Your goal: From the listing below, pull each line that includes "sign".

Study material:
———
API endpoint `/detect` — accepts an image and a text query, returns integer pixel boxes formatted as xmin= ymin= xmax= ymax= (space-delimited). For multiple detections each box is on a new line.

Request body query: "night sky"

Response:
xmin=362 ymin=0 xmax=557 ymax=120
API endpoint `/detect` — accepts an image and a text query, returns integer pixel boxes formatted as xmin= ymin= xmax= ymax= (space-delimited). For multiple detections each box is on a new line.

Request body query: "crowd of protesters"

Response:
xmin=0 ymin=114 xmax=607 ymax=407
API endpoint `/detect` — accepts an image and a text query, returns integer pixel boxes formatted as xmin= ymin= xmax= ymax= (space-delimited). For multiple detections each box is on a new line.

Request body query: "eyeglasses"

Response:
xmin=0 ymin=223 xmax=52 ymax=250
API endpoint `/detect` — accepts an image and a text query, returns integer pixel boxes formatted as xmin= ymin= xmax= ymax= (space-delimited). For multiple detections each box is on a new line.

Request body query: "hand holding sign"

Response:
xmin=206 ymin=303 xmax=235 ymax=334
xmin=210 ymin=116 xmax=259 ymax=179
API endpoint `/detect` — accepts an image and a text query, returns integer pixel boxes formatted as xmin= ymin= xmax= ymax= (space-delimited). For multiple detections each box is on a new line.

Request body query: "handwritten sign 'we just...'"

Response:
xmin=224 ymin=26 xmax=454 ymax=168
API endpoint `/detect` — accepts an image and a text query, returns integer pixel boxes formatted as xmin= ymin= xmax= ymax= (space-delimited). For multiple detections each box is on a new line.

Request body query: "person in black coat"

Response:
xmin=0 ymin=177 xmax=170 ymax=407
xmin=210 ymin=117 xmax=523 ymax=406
———
Result:
Request body query: "hand holding sign"
Request body query: "handwritten sign 'we just...'"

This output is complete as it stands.